(Dataset excerpts on object pointing)
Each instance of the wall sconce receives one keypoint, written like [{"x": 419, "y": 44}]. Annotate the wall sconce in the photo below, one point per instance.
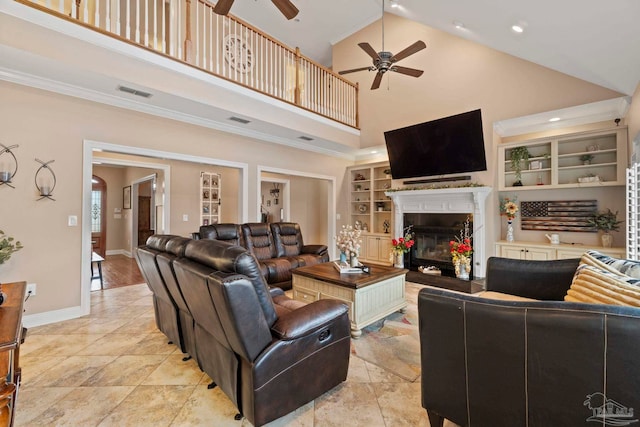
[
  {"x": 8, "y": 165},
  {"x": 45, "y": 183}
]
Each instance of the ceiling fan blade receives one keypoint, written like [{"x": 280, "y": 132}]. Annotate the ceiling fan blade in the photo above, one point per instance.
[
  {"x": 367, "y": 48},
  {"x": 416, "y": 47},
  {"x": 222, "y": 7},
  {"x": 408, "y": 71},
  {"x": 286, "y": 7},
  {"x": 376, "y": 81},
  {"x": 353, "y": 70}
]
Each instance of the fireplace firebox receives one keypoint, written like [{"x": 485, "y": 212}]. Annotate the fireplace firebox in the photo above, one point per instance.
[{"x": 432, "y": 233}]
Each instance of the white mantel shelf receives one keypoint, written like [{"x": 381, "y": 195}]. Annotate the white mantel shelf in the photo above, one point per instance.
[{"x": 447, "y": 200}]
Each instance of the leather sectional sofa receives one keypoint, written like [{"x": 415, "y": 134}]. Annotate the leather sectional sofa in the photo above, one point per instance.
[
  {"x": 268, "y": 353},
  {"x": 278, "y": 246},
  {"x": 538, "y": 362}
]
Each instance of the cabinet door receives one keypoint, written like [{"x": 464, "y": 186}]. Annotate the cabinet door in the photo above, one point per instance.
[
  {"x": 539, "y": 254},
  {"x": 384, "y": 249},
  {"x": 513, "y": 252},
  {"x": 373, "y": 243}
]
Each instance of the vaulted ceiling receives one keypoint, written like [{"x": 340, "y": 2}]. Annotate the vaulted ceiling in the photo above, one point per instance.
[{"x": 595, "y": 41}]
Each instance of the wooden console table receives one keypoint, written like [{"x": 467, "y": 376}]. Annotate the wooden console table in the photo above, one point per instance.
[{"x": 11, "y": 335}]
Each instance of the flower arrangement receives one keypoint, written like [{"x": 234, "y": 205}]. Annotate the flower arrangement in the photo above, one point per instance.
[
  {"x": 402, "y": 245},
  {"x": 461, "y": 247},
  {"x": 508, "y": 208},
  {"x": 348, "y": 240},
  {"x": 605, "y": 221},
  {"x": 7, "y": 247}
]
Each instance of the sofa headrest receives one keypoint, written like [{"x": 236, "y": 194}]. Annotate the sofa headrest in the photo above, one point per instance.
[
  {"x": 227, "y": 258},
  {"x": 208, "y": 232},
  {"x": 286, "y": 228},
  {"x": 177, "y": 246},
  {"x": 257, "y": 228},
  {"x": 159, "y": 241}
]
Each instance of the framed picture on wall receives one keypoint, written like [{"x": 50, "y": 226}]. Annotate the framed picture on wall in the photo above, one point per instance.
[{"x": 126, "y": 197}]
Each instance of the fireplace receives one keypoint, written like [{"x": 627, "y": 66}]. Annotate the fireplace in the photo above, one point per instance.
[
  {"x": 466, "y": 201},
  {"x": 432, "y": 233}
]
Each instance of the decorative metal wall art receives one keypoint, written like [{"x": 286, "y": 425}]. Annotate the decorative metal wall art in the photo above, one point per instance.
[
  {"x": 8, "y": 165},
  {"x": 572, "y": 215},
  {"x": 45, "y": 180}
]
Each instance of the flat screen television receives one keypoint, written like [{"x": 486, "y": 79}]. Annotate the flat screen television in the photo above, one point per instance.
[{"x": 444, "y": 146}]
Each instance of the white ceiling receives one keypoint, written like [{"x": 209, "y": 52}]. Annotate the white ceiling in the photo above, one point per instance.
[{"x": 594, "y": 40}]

Goal of the exercise = Restate the whole listing above exactly, except for its images.

Correct result =
Each instance of the wall sconce receives one keypoint, written like [{"x": 419, "y": 44}]. Annotate the wall sconce in the photo below, one point per instance.
[
  {"x": 8, "y": 165},
  {"x": 45, "y": 183}
]
Each instance of the ceiling fan blade receives one keypoint, written like [{"x": 280, "y": 132}]. Annotate the ceiling fan blade in the photo above, one point per instance.
[
  {"x": 367, "y": 48},
  {"x": 416, "y": 47},
  {"x": 222, "y": 7},
  {"x": 408, "y": 71},
  {"x": 286, "y": 7},
  {"x": 376, "y": 81},
  {"x": 353, "y": 70}
]
Each instance of the fireplace firebox receives one keypoint, written like [{"x": 485, "y": 212}]. Annotate the fireplace firebox in the photo above, one point per instance.
[{"x": 432, "y": 233}]
Each instance of the white mantel shelf receives one keypoint, written like [{"x": 381, "y": 195}]. Annotate the white mantel shelf in the photo above, one point per instance.
[{"x": 447, "y": 200}]
Each instance of the leather sectional sofa receives one keypoint, written like [{"x": 415, "y": 134}]. Annotate the leather sectional sofa in the photo above, one point per instance.
[
  {"x": 268, "y": 353},
  {"x": 278, "y": 246},
  {"x": 538, "y": 362}
]
Each instance of the cabinet door receives one keypoint, written like [{"x": 464, "y": 186}]. Annotate the cabinet door in the photo above, one point per instance.
[
  {"x": 539, "y": 254},
  {"x": 384, "y": 249},
  {"x": 513, "y": 252},
  {"x": 373, "y": 243}
]
Each instance of the vaulted ceiling receives one keypoint, written like [{"x": 340, "y": 2}]. Annotate the vaulted ceiling in the photo above, one point per instance.
[{"x": 595, "y": 41}]
Each instance of the wooden console table receives one keypoint, written like [{"x": 467, "y": 376}]. Annotate the wooden console table in the photo above, one point per instance.
[{"x": 11, "y": 335}]
Each instance of the flower arrangement receives one keypoint, written like [{"x": 234, "y": 205}]. Annotate the flower arrangement in the photo above, one point per instance.
[
  {"x": 402, "y": 245},
  {"x": 461, "y": 247},
  {"x": 508, "y": 208},
  {"x": 348, "y": 240},
  {"x": 605, "y": 221},
  {"x": 7, "y": 247}
]
Each instance of the sofa headrest receives one keypoint, written like [{"x": 236, "y": 194}]. Annotate the sofa headrest in the photo above, one point per instance.
[
  {"x": 227, "y": 258},
  {"x": 208, "y": 232},
  {"x": 286, "y": 228},
  {"x": 177, "y": 246},
  {"x": 257, "y": 228},
  {"x": 159, "y": 241}
]
Each instance of the framed picture on wall receives one keypoint, written like [{"x": 50, "y": 226}]. Annotate the framed picture on wall in the photo above, one point per instance.
[{"x": 126, "y": 197}]
Each instance of the fireplace receives one keypoint, written like [{"x": 627, "y": 66}]. Annotate the fireplace in the photo above, one point per instance.
[
  {"x": 466, "y": 201},
  {"x": 432, "y": 233}
]
Each instance of the decorative metal wall art receives one keypoint, written like [{"x": 286, "y": 425}]. Annotate the decorative metal wall art in the photo above, one point per instance.
[
  {"x": 8, "y": 165},
  {"x": 572, "y": 215},
  {"x": 45, "y": 180}
]
Each instance of the flat screen television receives one keypoint, written like [{"x": 486, "y": 79}]. Annotate the flat screen television in the photo above, one point per instance.
[{"x": 444, "y": 146}]
Each instance of the white ceiling receives one keypoint, written like [{"x": 209, "y": 52}]. Annotate the white ceiling in the photo above, one point per instance.
[{"x": 594, "y": 40}]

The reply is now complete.